■ PROBLEM DESCRIPTION: State how many lines in the listing below contain the word "above", with no other words.

= = = =

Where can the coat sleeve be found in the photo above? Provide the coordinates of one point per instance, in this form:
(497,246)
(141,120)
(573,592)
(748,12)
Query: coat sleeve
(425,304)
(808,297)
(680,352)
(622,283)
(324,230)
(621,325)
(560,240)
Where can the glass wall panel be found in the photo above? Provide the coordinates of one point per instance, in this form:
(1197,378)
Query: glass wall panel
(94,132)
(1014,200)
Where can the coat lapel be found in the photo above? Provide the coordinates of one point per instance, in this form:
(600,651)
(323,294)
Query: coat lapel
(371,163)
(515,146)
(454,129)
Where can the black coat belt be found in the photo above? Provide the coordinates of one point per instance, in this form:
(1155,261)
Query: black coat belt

= = = =

■ ANSWER FOR THIS EXERCISE: 4